## THE PROBLEM
The entries should be restated word for word.

## Collected data
::::

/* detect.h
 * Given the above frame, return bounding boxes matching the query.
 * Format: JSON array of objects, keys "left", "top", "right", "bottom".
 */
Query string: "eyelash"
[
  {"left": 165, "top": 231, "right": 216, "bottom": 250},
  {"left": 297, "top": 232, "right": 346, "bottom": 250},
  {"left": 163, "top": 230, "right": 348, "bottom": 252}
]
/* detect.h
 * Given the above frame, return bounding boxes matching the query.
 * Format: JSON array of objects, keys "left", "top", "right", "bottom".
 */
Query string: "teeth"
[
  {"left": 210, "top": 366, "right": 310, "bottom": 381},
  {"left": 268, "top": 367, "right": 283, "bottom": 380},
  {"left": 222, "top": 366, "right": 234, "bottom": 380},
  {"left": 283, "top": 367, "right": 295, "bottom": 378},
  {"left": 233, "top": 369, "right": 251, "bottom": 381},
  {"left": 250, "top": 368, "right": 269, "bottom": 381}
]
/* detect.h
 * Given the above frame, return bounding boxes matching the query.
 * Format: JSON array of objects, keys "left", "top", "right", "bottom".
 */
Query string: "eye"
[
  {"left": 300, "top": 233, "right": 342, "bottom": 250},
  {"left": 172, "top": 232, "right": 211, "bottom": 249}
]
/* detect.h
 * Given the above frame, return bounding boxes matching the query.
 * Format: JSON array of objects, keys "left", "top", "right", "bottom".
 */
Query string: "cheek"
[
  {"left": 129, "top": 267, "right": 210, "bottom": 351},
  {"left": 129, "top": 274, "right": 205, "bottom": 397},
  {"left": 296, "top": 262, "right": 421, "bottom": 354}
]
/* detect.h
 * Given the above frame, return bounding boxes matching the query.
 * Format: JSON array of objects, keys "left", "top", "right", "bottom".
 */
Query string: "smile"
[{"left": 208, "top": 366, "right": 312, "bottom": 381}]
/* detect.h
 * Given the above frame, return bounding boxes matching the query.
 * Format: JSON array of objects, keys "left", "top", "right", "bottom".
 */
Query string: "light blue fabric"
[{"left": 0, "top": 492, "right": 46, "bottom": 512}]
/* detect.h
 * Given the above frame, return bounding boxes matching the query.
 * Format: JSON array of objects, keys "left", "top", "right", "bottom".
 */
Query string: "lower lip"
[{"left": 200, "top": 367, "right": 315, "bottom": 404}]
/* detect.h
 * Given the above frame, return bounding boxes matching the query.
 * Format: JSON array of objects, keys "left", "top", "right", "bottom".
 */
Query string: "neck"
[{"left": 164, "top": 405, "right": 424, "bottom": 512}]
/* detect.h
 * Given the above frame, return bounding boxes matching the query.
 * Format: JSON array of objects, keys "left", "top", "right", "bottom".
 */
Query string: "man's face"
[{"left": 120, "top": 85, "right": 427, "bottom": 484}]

::::

## PROBLEM SOLUTION
/* detect.h
 * Given the above frame, return bounding boxes matching the query.
 * Format: JSON array of objects, keys "left", "top", "right", "bottom".
 */
Query string: "eyelash"
[
  {"left": 165, "top": 231, "right": 216, "bottom": 250},
  {"left": 297, "top": 232, "right": 346, "bottom": 250},
  {"left": 163, "top": 230, "right": 348, "bottom": 252}
]
/* detect.h
 * Given the above frame, return bounding boxes matching the query.
 * Format: JSON array of objects, keys "left", "top", "right", "bottom".
 */
Query string: "teeth"
[
  {"left": 210, "top": 366, "right": 310, "bottom": 381},
  {"left": 268, "top": 367, "right": 283, "bottom": 380},
  {"left": 222, "top": 366, "right": 234, "bottom": 380},
  {"left": 283, "top": 367, "right": 295, "bottom": 378},
  {"left": 233, "top": 369, "right": 251, "bottom": 381},
  {"left": 250, "top": 368, "right": 269, "bottom": 381}
]
/* detect.h
 * Given the above frame, return bounding boxes matching the query.
 * Format: JSON array of objects, keys "left", "top", "right", "bottom".
 */
Query string: "eye"
[
  {"left": 300, "top": 233, "right": 342, "bottom": 250},
  {"left": 172, "top": 232, "right": 211, "bottom": 249}
]
/* detect.h
 * Given the above frame, return bounding boxes matching the query.
 * Format: JSON array of objects, keys "left", "top", "right", "bottom".
 */
Query string: "cheek"
[
  {"left": 129, "top": 267, "right": 210, "bottom": 351},
  {"left": 129, "top": 274, "right": 205, "bottom": 397},
  {"left": 296, "top": 262, "right": 421, "bottom": 354}
]
/* detect.h
 * Given the above frame, return bounding boxes matching the query.
 * Format: JSON array of objects, keys "left", "top", "right", "bottom".
 */
Query string: "smile"
[{"left": 208, "top": 366, "right": 312, "bottom": 381}]
/* detect.h
 * Given the above frame, return bounding boxes matching the query.
 * Format: JSON array of objects, keys "left", "top", "right", "bottom".
 */
Query string: "light blue fabric"
[{"left": 0, "top": 492, "right": 46, "bottom": 512}]
/* detect.h
 * Given the above frame, return bounding boxes matching the query.
 * Format: JSON array of objects, keys "left", "top", "right", "bottom".
 */
Query string: "lower lip"
[{"left": 200, "top": 367, "right": 315, "bottom": 404}]
/* detect.h
 * Given the above frame, return bounding boxes matching the query.
 * Format: JSON array of objects, keys "left", "top", "right", "bottom".
 */
Query string: "neck"
[{"left": 164, "top": 405, "right": 424, "bottom": 512}]
/* detect.h
 * Given the above frame, return bounding boxes matching the query.
 * Format: JSON array of objects, keys "left", "top", "right", "bottom".
 */
Query string: "man's face"
[{"left": 120, "top": 85, "right": 427, "bottom": 484}]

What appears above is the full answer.